The difference is in the lines. The DEs and LBs at Florida and LSU are faster than the ones in the Big Ten. As for the offensive lines, SEC teams rarely run a true pro-set offense. With the exception of Ole Miss' Michael Oher and Bama's Andre Smith, SEC teams do not have that massive anchor lineman. Instead are tall linemen who use a quick punch to open holes. These guys also have to pull and get up field quicker. That is the speed difference.

No one disputes that WRs and RBs and other skill players all over the country are fast -- that's why they're WRs and RBs and other skill players. The difference, if there is one, is found elsewhere on the field.

dishingoutdimes responds to this in the comments section of his post.

Someone actually compared Florida, LSU and Ohio State by position back in 2007 and using 40 times. The Ohio State players were actually faster than either of the SEC schools at every defensive position other than defensive tackle. Perhaps the defensive players aren’t much faster in the SEC?

Again, though, that proves only that one Big Ten team's defensive players were faster than two SEC teams' defensive players -- again, by a measure of speed that dishingoutdimes himself says is irrelevant. That doesn't really tell us that the average Big Ten defensive player is faster or slower than the average SEC defensive player in running the 40, much less tell us anything about "playing speed."

Having proven that some SEC players are slower in an exercise that proves nothing about playing speed, dishingoutdimes proceeds to argue that speed is unimportant.

What does that little exercise mean? It means that someone who is perceived as slow (4.65 40 time) could get to a spot on the field just as fast as a player who is perceived as fast (4.40 40 time), if the fast player made only a slight error in the angle that they took.

Taking good angles is all about good coaching and player instincts.

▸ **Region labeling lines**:
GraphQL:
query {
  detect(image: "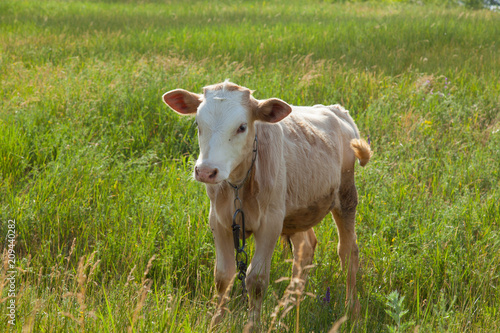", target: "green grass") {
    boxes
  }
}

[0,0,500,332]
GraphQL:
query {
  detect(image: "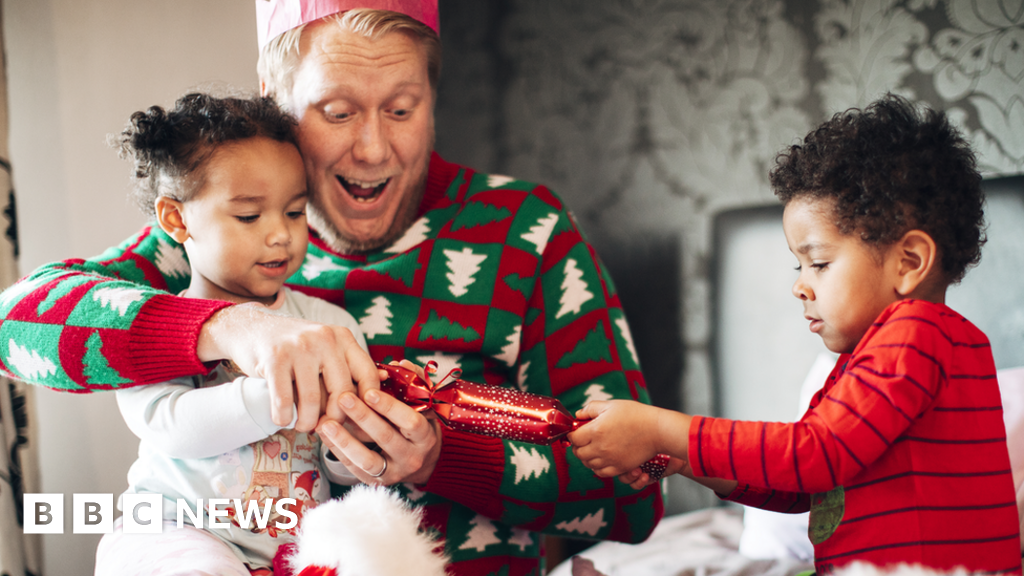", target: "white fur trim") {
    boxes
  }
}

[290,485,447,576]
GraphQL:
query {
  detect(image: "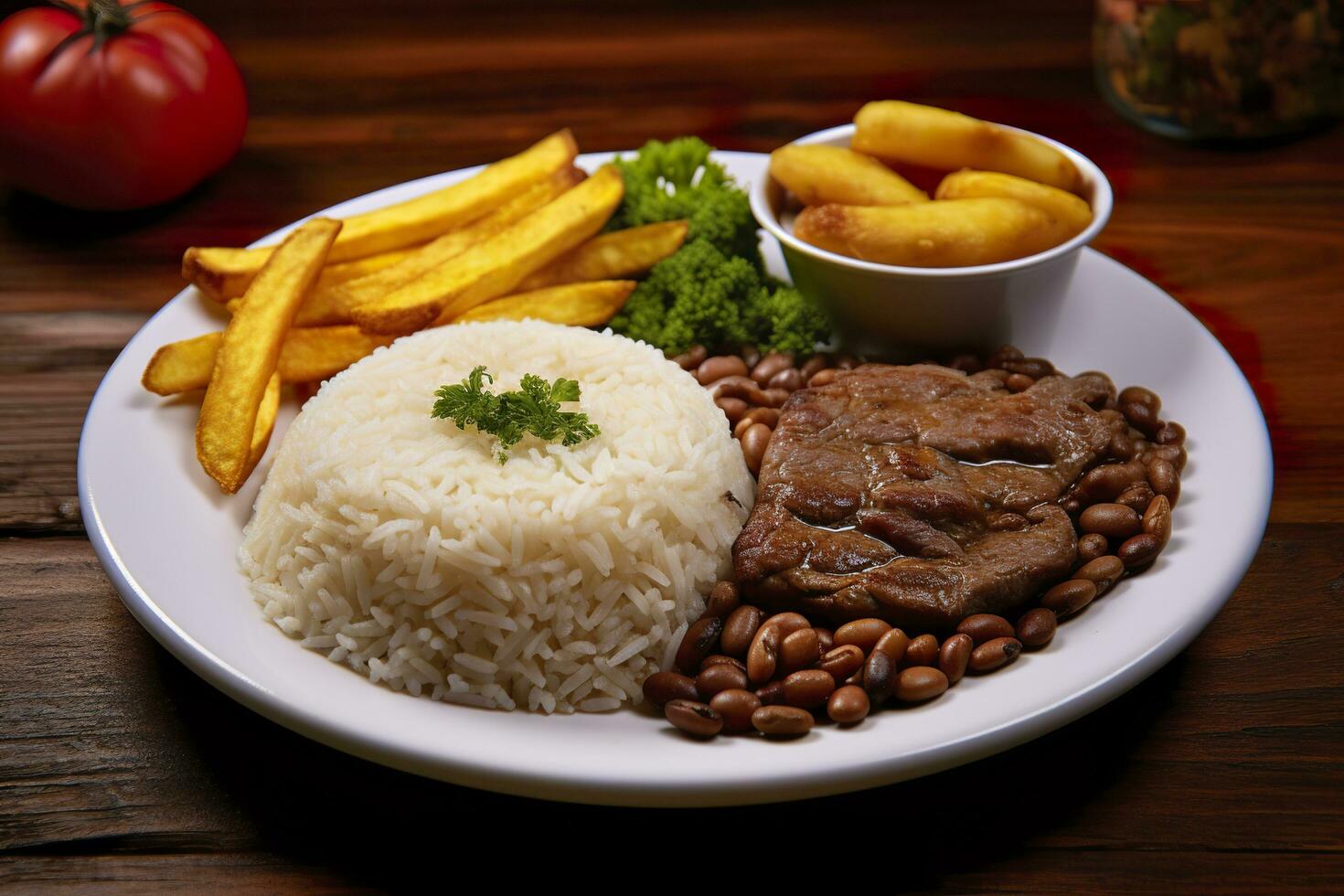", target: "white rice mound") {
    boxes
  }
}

▸ **Written task**: Can you give the part of the passage about SEC and Big Ten speed from "The difference is" to "of his post." again, substituting "playmakers" for "skill players"? Rely only on the passage about SEC and Big Ten speed.

▸ **Task answer**:
The difference is in the lines. The DEs and LBs at Florida and LSU are faster than the ones in the Big Ten. As for the offensive lines, SEC teams rarely run a true pro-set offense. With the exception of Ole Miss' Michael Oher and Bama's Andre Smith, SEC teams do not have that massive anchor lineman. Instead are tall linemen who use a quick punch to open holes. These guys also have to pull and get up field quicker. That is the speed difference.

No one disputes that WRs and RBs and other playmakers all over the country are fast -- that's why they're WRs and RBs and other playmakers. The difference, if there is one, is found elsewhere on the field.

dishingoutdimes responds to this in the comments section of his post.